:: ЦЕЛЬ ::
Выпишите названия всех трудов, указанных в библиографических сносках цитируемого фрагмента. Названия периодических изданий не включайте.

:: ЦИТИРУЕМЫЙ ФРАГМЕНТ ::
Так как коммунистический автобиограф с радостью расставался с личной автономией, такую модель «я» можно обозначить как «нелиберальную» (illiberal)[137 - Хелльбек Й. Революция от первого лица: Дневники сталинской эпохи / пер. с англ. С. Чачко. М.: Новое литературное обозрение, 2017. С. 15.]. Главные ценности либерализма, связанные в основном с акцентом на личности, ее неповторимости и неприкосновенности, в коммунистической автобиографии превращались в прегрешения. Революционер не жаловался на отсутствие возможностей придерживаться своих убеждений, не страдал от подавления своего личного пространства[138 - Weintraub K. Autobiography and Historical Consciousness. Р. 837.]. «Каждый коммунист, каждый участник революции, – заявлял Виктор Серж, – ощущает себя как покорного слугу великой цели. Нет для него высшей похвалы, чем услышать в свой адрес, что у него нет „частной жизни“, что он совершенно слился с историей»[139 - Serge V. The Year One of the Russian Revolution. New York: Holt, Reinhart, and Winston, 1972. Р. 367.]. «Можно заметить, что мне не очень интересно говорить о себе лично, – добавлял он. – Но трудно отделить личность от всего общественного, от идей, событий, в которых она участвует, которые важнее ее самой и придают ей значимость. Отнюдь не ощущаю себя индивидуалистом, скорее „персоналистом“ в том смысле, что человеческая личность представляется мне высочайшей ценностью, но – неотделимой от общества и от истории. Только в таком смысле опыт и мысль одного человека заслуживают сохранения»[140 - Серж В. От революции к тоталитаризму. Воспоминания революционера / пер. с фр. Ю. В. Гусевой, В. А. Бабинцева. М.: Праксис, 2001. С. 455.]. Мы «научились подчинять… объективному ритму свои субъективные планы и программы, – вторил этой позиции Троцкий. – [Мы] научились не приходить в отчаяние от того, что законы истории не зависят от наших индивидуальных вкусов или не подчиняются нашим моральным критериям»[141 - Троцкий Л. Их мораль и наша // Бюллетень оппозиции. 1938. № 68–69. С. 19.].

:: ВЫБОРКА ДАННЫХ ::
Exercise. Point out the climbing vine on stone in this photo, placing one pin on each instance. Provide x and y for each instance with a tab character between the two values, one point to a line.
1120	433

:: ВЫПОЛНЕННОЕ ЗАДАНИЕ ::
1. Революция от первого лица: Дневники сталинской эпохи
2. Autobiography and Historical Consciousness
3. The Year One of the Russian Revolution
4. От революции к тоталитаризму. Воспоминания революционера
5. Их мораль и наша